#### Given problem:
All of the records below should be output exactly.

#### Data shown:
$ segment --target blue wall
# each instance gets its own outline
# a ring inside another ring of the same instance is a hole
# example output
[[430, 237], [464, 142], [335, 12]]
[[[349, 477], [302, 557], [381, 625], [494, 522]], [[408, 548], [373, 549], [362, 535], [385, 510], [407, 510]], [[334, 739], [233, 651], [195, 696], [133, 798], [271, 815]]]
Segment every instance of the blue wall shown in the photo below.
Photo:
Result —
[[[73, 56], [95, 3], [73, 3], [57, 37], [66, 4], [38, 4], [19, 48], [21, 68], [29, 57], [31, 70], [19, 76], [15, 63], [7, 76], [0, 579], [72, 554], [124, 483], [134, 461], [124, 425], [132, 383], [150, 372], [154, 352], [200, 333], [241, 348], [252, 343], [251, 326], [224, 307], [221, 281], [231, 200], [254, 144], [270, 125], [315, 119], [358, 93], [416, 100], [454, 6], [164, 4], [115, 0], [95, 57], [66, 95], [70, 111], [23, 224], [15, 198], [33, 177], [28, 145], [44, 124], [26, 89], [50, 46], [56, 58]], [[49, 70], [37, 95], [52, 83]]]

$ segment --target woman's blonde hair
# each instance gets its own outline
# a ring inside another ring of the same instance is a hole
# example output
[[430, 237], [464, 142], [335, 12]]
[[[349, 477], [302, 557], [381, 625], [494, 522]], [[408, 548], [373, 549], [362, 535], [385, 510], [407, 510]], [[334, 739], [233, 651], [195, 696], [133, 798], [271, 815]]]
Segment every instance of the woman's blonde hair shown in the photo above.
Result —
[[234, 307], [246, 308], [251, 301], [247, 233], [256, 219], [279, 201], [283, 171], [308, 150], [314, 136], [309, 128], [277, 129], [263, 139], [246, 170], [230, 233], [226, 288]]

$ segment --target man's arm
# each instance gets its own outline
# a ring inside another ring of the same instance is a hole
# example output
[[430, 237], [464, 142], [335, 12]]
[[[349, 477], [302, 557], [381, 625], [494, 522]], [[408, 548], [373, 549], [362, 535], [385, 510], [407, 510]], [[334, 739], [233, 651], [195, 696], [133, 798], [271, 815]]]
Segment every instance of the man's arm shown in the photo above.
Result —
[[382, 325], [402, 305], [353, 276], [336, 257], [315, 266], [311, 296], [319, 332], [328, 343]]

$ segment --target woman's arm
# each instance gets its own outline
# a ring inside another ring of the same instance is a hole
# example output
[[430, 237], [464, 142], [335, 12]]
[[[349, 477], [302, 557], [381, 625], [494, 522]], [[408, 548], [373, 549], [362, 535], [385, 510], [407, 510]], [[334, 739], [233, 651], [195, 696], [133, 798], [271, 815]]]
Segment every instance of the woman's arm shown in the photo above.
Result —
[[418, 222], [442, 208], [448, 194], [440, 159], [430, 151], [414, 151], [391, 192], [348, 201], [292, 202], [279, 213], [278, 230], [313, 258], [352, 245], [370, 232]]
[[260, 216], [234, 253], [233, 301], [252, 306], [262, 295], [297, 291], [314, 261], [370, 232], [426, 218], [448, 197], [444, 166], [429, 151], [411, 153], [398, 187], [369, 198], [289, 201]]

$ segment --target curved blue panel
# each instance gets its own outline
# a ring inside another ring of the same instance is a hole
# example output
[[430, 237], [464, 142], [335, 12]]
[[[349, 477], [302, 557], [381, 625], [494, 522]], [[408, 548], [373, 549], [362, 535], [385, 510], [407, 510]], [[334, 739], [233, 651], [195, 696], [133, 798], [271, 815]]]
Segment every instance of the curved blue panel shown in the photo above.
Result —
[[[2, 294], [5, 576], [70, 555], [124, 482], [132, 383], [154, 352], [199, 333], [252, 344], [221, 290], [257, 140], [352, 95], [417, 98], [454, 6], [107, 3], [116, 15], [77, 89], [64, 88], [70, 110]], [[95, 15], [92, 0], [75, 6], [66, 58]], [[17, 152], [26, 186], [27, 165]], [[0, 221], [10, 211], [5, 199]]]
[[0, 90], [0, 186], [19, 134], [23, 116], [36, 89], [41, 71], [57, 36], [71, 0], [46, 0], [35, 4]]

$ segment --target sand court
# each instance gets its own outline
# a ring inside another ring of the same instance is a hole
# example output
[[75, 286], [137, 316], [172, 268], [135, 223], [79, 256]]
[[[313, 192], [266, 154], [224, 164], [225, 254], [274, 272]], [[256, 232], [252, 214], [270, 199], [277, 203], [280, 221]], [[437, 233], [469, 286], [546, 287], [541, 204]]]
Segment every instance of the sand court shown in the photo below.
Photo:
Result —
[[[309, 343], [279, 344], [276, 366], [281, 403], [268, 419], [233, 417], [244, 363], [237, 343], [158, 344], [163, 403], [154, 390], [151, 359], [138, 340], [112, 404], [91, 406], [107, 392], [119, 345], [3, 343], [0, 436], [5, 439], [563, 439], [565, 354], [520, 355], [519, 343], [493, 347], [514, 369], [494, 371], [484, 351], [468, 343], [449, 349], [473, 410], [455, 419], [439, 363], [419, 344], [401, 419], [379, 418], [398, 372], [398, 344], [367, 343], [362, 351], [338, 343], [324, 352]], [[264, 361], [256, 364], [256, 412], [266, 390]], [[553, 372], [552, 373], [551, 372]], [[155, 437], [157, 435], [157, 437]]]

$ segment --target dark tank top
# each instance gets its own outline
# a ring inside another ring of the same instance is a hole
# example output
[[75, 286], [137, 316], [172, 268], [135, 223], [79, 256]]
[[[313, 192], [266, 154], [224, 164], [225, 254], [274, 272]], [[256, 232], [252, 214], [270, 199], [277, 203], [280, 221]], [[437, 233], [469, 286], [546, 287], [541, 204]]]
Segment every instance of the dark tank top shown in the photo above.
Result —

#### Exercise response:
$ segment --target blue wall
# each instance gets its own outline
# a ring inside another ring of the same instance is a hole
# example output
[[430, 237], [464, 142], [335, 12]]
[[[349, 477], [302, 557], [381, 625], [494, 522]], [[408, 548], [373, 549], [362, 535], [385, 510], [407, 510]], [[334, 739], [233, 651], [195, 696], [133, 798], [271, 815]]]
Segment every instance of the blue wall shown in the photo below.
Photo:
Result —
[[[73, 56], [95, 3], [73, 3], [57, 37], [66, 4], [38, 4], [19, 48], [21, 68], [29, 57], [31, 70], [19, 76], [15, 63], [7, 76], [0, 579], [72, 554], [124, 483], [134, 461], [124, 425], [132, 383], [150, 372], [154, 352], [200, 333], [241, 348], [252, 343], [251, 326], [224, 307], [221, 281], [231, 200], [254, 144], [270, 125], [315, 119], [358, 93], [416, 100], [454, 6], [164, 4], [115, 0], [95, 57], [66, 95], [70, 111], [23, 224], [15, 198], [33, 177], [28, 145], [44, 124], [26, 89], [50, 46], [56, 58]], [[49, 70], [37, 95], [52, 83]]]

$ segment --target woman's blonde hair
# each instance gets its own outline
# a ring inside another ring of the same instance is a hole
# example output
[[430, 237], [464, 142], [335, 12]]
[[[349, 477], [302, 557], [381, 625], [494, 522]], [[408, 548], [373, 549], [362, 535], [385, 510], [407, 510]], [[334, 739], [233, 651], [195, 696], [133, 798], [271, 815]]]
Segment every instance of the woman's blonde hair shown in the photo above.
Result —
[[234, 307], [246, 308], [251, 301], [247, 233], [256, 219], [279, 201], [283, 171], [308, 150], [314, 136], [309, 128], [277, 129], [263, 139], [246, 170], [230, 233], [226, 288]]

$ segment --target man's arm
# each instance gets its own outline
# a ring inside another ring of the same instance is a hole
# example output
[[430, 237], [464, 142], [335, 12]]
[[[349, 477], [302, 557], [381, 625], [494, 522]], [[408, 548], [373, 549], [362, 535], [385, 510], [407, 510]], [[334, 739], [233, 651], [195, 696], [133, 798], [271, 815]]]
Segment every instance of the man's arm shown in the photo above.
Result —
[[382, 325], [402, 305], [353, 276], [336, 257], [315, 266], [311, 296], [319, 332], [328, 343]]

$ segment --target woman's arm
# each instance gets its own outline
# a ring inside another ring of the same instance is a hole
# example output
[[430, 237], [464, 142], [335, 12]]
[[[349, 477], [302, 557], [381, 625], [494, 522]], [[408, 548], [373, 549], [362, 535], [385, 510], [407, 510]], [[334, 739], [233, 651], [195, 696], [133, 798], [271, 815]]]
Segment every instance of the woman's arm shown in the photo above.
Result —
[[418, 222], [442, 208], [448, 194], [440, 159], [430, 151], [414, 151], [391, 192], [348, 201], [292, 202], [279, 213], [278, 230], [313, 258], [352, 245], [370, 232]]
[[260, 216], [234, 253], [233, 301], [252, 306], [262, 295], [297, 291], [314, 261], [370, 232], [426, 218], [448, 197], [444, 166], [429, 151], [411, 153], [398, 187], [369, 198], [289, 201]]

$ segment --target curved blue panel
# each instance gets its own outline
# a ring inside another ring of the same instance is a hole
# example output
[[430, 237], [464, 142], [335, 12]]
[[[349, 477], [302, 557], [381, 625], [494, 522]], [[408, 548], [373, 549], [362, 535], [385, 510], [407, 510]], [[334, 739], [233, 651], [195, 696], [133, 798], [271, 815]]]
Segment every instance of the curved blue panel shown in the photo above.
Result —
[[[2, 294], [5, 576], [70, 555], [124, 482], [132, 383], [154, 352], [199, 333], [252, 344], [221, 290], [257, 140], [352, 95], [417, 98], [454, 6], [107, 3], [116, 15], [77, 89], [64, 88], [70, 110]], [[95, 15], [92, 0], [75, 6], [66, 58]], [[17, 152], [26, 186], [27, 165]], [[0, 221], [10, 211], [5, 199]]]
[[0, 90], [0, 186], [19, 134], [23, 116], [36, 89], [41, 71], [57, 36], [71, 0], [46, 0], [35, 4]]

$ segment --target sand court
# each instance gets its own outline
# a ring inside another ring of the same instance is a hole
# example output
[[75, 286], [137, 316], [172, 268], [135, 223], [79, 256]]
[[[313, 192], [266, 154], [224, 164], [225, 254], [274, 272]], [[256, 232], [252, 214], [270, 199], [277, 203], [280, 221]], [[437, 233], [469, 286], [546, 287], [541, 204]]]
Segment every instance of the sand court shown in the photo below.
Photo:
Result —
[[[309, 343], [279, 344], [276, 366], [281, 403], [268, 419], [233, 417], [244, 363], [237, 343], [158, 344], [163, 403], [154, 390], [151, 359], [138, 340], [112, 404], [91, 406], [107, 392], [119, 345], [3, 343], [0, 436], [5, 439], [563, 439], [565, 354], [520, 355], [519, 343], [493, 347], [514, 369], [494, 371], [484, 351], [468, 343], [449, 349], [473, 410], [455, 419], [439, 363], [419, 344], [401, 419], [379, 418], [398, 372], [398, 344], [367, 343], [362, 351], [338, 343], [324, 352]], [[264, 361], [256, 364], [256, 412], [266, 390]], [[553, 372], [552, 373], [551, 372]], [[155, 437], [157, 435], [157, 437]]]

$ segment --target dark tank top
# each instance gets its own outline
# a ring inside another ring of the same instance is a hole
# example output
[[75, 286], [137, 316], [172, 268], [135, 223], [79, 256]]
[[[313, 192], [266, 154], [224, 164], [225, 254], [274, 272]], [[256, 232], [252, 214], [270, 199], [277, 203], [280, 221]], [[437, 233], [469, 286], [546, 287], [541, 204]]]
Segment every instance of the dark tank top shown in the photo above.
Result —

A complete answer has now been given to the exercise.